Néanmoins, cette explication n’est pas satisfaisante au niveau de l’explication littérale :
a. Avant le don de la Torah, nous n’avons aucune preuve biblique que les Juifs possédaient d’autres lois que les lois noa’hides ou celles qui leur furent spécifiquement mentionnées (celle de la circoncision, par exemple). Si bien que le fait de les respecter émanait d’eux-mêmes et ils ne pouvaient y obliger leurs enfants. Il n’y avait donc alors aucune distinction légale entre les Juifs et les autres descendants de Noa’h. Le concept de la conversion ne pouvait donc exister.
b. Par ailleurs, Rachi ne mentionne jamais cette loi dans son commentaire sur la Torah. En fait, une lecture littérale du texte laisse entrevoir une vue contraire puisque D.ieu dit à Avraham : «Tu viendras en paix vers tes pères». En d’autres termes, même après la conversion d’Avraham, Téra’h est toujours considéré comme son père à qui il sera joint dans la mort.
c.Enfin, l’interdiction d’épouser la sœur de sa femme n’émane pas du seul fait qu’elle appartient à la catégorie de personnes trop proches du futur époux mais aussi pour la raison psychologique que cela risquerait de faire naître de l’animosité et de la jalousie au lieu de l’amour naturel entre deux sœurs. Donc même la loi «un converti est comme un nouveau-né» ne peut être relevée dans le cas présent car l’amour qui perdure entre deux sœurs converties pourrait être mis en danger par le fait qu’elles partagent un époux.

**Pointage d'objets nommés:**
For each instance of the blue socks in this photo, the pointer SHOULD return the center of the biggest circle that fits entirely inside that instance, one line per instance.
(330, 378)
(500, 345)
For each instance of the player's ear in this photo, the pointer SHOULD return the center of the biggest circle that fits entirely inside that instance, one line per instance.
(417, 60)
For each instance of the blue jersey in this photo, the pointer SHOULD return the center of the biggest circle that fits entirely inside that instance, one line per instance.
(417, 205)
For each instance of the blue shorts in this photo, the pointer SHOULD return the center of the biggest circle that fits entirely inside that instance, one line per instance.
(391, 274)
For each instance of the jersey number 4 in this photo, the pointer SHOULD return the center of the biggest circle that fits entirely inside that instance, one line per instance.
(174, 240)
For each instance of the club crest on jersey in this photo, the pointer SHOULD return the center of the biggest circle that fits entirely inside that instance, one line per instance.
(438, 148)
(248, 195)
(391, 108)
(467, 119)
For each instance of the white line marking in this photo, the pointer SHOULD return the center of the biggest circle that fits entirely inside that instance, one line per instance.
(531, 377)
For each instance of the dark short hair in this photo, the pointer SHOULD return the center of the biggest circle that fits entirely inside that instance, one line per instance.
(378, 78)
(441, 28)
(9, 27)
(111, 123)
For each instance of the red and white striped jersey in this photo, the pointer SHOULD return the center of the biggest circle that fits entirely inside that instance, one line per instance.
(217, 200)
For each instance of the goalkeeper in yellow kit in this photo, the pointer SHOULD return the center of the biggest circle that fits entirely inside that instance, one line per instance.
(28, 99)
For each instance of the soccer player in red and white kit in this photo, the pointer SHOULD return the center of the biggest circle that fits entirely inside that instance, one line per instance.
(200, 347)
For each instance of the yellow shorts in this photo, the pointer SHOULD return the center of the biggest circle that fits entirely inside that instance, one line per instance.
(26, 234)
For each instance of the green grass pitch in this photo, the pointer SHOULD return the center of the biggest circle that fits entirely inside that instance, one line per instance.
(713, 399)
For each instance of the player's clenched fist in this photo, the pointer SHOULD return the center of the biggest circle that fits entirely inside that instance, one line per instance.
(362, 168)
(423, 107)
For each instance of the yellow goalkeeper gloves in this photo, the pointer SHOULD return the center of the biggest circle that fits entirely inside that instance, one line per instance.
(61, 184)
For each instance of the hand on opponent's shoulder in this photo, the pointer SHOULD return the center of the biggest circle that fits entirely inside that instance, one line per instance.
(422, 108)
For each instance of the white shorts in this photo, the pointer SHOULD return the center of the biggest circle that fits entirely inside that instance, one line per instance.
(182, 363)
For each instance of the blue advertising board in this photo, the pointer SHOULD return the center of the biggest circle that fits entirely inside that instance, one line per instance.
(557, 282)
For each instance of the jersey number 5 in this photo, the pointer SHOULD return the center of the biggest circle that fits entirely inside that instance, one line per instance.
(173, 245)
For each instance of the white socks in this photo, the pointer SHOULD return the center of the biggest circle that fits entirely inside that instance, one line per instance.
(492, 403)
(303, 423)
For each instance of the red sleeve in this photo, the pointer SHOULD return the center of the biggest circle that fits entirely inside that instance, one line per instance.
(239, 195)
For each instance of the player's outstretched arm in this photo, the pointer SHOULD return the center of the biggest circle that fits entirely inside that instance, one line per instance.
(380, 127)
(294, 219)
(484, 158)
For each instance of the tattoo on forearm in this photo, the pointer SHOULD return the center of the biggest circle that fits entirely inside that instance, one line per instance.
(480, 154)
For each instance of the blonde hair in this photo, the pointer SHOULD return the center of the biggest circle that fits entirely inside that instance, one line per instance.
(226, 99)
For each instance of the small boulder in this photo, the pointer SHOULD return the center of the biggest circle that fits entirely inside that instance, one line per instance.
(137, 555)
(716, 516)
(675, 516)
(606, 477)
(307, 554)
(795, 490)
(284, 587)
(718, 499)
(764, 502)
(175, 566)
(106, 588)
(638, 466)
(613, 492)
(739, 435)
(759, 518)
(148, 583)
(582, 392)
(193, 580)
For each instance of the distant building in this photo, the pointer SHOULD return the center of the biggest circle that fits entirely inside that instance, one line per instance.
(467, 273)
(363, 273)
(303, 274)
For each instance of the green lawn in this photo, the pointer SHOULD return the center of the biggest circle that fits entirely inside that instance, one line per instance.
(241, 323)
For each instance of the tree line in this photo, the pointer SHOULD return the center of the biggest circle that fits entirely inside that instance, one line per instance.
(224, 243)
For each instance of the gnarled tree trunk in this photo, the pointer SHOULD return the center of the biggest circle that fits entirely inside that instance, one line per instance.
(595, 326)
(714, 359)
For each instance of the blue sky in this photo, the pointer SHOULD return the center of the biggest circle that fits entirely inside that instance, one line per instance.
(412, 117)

**Votre travail:**
[A] Réécrivez le passage sur la conversion en partant de « b. Par ailleurs, Rachi » et en allant jusqu'à « partagent un époux. », avec « mari » à la place de « époux ».
[B] Rédigez la suite du passage sur la conversion à partir de sa dernière phrase.
Vous n'aurez pas besoin de la liste pour ce travail.

**Réponses attendues:**
[A]
b. Par ailleurs, Rachi ne mentionne jamais cette loi dans son commentaire sur la Torah. En fait, une lecture littérale du texte laisse entrevoir une vue contraire puisque D.ieu dit à Avraham : «Tu viendras en paix vers tes pères». En d’autres termes, même après la conversion d’Avraham, Téra’h est toujours considéré comme son père à qui il sera joint dans la mort.
c.Enfin, l’interdiction d’épouser la sœur de sa femme n’émane pas du seul fait qu’elle appartient à la catégorie de personnes trop proches du futur mari mais aussi pour la raison psychologique que cela risquerait de faire naître de l’animosité et de la jalousie au lieu de l’amour naturel entre deux sœurs. Donc même la loi «un converti est comme un nouveau-né» ne peut être relevée dans le cas présent car l’amour qui perdure entre deux sœurs converties pourrait être mis en danger par le fait qu’elles partagent un mari.

[B]
Les entreprises individuelles et collectives
L’explication réside dans le fait qu’Avraham, Its’hak et Yaakov respectaient la Torah parce que seuls ils se l’étaient imposé. Ainsi, si quelque chose qui leur avait été imposé clairement venait à l’encontre de ce qu’ils faisaient, mûs par leur zèle personnel, ce qui venait de l’autorité divine avait la priorité sur ce qu’ils avaient eux-mêmes choisi de faire.
C’est la raison, au niveau simple, pour laquelle Avraham ne s’était pas circoncis avant d’en recevoir l’ordre par D.ieu. Car la loi noa’hide interdit que l’on verse son sang, même sans faire de mal.
Lorsqu’un conflit opposait les interdictions que s’étaient imposés eux-mêmes les Patriarches (individuellement) et les lois volontaires des descendants de Noa’h (collectivement), les dernières l’emportaient sur les premières.
Et l’une de ces lois adoptées universellement était qu’il fallait veiller à ne pas tromper autrui.
Nous pouvons donc désormais comprendre pourquoi Yaakov épousa Ra’hel. Il le lui avait promis et lui avait même donné des signes pour qu’elle lui prouve son identité au soir du mariage. Ne pas l’épouser aurait signifier la tromper (interdiction collective) et cela aurait été plus grave que d’épouser la sœur de sa femme (interdiction individuelle)

Les égards que l’on doit à autrui
L’un des enseignements que l’on peut tirer de ces faits est que lorsqu’un homme désire prendre sur lui plus que ce que D.ieu ne lui demande, il doit d’abord s’assurer qu’il ne le fait pas au détriment d’autrui.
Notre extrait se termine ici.